Find the line containing "scan for: white and black scarf". Return it and every line after it, unchanged, up to and including the last line.

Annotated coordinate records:
------------------------------------------------------------------------
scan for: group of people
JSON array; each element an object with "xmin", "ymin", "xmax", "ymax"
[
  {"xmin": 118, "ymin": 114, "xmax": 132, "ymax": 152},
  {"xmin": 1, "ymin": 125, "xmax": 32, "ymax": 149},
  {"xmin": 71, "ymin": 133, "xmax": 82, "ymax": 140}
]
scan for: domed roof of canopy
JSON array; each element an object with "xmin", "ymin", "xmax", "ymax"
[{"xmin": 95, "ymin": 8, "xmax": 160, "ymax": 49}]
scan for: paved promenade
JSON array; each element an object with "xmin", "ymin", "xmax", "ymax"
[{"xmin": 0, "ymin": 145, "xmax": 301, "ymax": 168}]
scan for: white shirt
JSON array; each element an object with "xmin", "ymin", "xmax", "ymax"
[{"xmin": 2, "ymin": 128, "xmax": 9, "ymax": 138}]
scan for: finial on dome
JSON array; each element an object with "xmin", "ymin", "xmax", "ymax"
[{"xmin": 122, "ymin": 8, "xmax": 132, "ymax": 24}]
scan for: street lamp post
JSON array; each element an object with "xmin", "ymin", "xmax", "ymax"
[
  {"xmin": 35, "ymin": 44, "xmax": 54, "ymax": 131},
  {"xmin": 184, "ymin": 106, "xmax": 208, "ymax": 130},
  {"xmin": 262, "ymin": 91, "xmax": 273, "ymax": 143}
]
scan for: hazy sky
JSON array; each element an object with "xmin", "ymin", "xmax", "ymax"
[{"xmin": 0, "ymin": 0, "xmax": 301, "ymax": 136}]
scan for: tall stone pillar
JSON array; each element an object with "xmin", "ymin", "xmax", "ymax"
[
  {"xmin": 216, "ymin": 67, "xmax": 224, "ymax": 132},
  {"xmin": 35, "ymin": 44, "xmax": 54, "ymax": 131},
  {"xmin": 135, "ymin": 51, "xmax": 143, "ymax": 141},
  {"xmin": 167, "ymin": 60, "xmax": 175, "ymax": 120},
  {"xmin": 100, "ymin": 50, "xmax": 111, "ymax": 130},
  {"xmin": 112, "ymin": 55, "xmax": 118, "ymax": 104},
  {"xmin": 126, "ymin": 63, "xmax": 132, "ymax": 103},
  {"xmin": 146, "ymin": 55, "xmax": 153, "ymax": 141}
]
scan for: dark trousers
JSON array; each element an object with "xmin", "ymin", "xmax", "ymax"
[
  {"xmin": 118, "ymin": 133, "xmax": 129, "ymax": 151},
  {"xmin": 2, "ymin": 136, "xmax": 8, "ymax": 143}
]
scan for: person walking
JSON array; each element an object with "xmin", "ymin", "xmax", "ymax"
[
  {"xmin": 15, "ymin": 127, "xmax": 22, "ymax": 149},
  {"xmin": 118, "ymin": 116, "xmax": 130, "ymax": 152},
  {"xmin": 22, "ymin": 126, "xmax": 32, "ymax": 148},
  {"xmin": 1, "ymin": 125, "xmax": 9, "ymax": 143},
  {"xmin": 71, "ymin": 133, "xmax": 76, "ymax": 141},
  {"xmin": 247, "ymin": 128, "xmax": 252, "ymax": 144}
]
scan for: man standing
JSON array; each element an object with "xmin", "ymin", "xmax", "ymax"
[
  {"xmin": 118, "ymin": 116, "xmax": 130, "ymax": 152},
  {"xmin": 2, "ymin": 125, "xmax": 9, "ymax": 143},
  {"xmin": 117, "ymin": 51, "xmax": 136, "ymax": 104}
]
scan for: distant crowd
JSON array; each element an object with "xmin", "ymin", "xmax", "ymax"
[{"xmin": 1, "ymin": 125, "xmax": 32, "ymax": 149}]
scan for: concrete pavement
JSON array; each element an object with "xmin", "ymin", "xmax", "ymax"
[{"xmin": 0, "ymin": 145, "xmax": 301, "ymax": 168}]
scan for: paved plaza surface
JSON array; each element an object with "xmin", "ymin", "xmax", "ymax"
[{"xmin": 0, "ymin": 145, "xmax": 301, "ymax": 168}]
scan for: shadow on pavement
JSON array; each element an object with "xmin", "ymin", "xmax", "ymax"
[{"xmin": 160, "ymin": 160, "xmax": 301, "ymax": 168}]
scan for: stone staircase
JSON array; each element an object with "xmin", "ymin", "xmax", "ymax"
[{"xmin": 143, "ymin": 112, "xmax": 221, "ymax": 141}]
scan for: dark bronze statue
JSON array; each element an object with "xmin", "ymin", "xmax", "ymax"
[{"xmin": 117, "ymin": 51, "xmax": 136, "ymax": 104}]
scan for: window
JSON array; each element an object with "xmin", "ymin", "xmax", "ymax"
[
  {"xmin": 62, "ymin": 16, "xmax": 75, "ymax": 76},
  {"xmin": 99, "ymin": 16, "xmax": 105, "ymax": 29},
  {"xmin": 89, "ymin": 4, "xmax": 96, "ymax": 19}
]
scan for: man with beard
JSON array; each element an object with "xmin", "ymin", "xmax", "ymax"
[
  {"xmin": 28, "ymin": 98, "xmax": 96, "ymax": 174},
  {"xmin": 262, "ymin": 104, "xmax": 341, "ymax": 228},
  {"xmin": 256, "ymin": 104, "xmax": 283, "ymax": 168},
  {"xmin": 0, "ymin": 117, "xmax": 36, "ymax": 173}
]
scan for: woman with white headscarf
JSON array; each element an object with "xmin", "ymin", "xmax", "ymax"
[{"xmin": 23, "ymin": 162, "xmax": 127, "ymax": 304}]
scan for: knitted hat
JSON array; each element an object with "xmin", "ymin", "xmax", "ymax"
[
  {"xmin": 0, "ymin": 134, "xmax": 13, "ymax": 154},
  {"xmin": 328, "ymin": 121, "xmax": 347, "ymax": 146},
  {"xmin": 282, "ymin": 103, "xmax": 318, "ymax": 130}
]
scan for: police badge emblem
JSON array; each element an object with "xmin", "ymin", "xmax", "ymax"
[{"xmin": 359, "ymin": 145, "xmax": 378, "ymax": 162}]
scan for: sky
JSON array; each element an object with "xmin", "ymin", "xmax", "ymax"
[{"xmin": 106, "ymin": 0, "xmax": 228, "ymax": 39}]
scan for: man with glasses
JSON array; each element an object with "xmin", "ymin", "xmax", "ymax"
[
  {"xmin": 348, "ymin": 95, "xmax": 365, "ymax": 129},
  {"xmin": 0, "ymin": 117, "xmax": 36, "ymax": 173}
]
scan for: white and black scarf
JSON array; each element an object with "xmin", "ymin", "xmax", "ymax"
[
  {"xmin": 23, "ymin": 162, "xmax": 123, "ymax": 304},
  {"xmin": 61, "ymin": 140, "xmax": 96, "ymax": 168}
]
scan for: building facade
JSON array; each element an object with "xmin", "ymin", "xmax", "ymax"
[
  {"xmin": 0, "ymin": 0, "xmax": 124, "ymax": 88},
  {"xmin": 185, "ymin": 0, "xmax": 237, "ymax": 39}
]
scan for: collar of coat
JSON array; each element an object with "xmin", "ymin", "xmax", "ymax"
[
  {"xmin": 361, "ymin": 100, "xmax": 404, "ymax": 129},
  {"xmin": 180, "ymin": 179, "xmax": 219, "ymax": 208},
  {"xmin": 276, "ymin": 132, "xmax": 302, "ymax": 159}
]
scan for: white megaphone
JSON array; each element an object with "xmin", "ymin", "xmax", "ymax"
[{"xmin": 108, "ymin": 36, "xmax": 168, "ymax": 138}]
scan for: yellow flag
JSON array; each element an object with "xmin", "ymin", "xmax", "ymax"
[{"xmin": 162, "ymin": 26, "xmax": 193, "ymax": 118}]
------------------------------------------------------------------------
Exercise response
scan for: white and black scarf
JSON array; each element an object with "xmin", "ymin", "xmax", "ymax"
[
  {"xmin": 23, "ymin": 162, "xmax": 123, "ymax": 304},
  {"xmin": 61, "ymin": 140, "xmax": 96, "ymax": 168}
]
scan for: building facade
JSON array; each element an object with "xmin", "ymin", "xmax", "ymax"
[
  {"xmin": 0, "ymin": 0, "xmax": 124, "ymax": 88},
  {"xmin": 185, "ymin": 0, "xmax": 237, "ymax": 39}
]
scan for: collar of coat
JSON array; each element an object with "xmin", "ymin", "xmax", "ymax"
[
  {"xmin": 361, "ymin": 100, "xmax": 404, "ymax": 129},
  {"xmin": 180, "ymin": 179, "xmax": 219, "ymax": 208},
  {"xmin": 276, "ymin": 132, "xmax": 302, "ymax": 159}
]
scan for: white megaphone
JSON array; each element an object with "xmin", "ymin", "xmax", "ymax"
[{"xmin": 108, "ymin": 36, "xmax": 168, "ymax": 138}]
scan for: yellow flag
JSON array; each element an object with "xmin", "ymin", "xmax", "ymax"
[{"xmin": 162, "ymin": 26, "xmax": 193, "ymax": 118}]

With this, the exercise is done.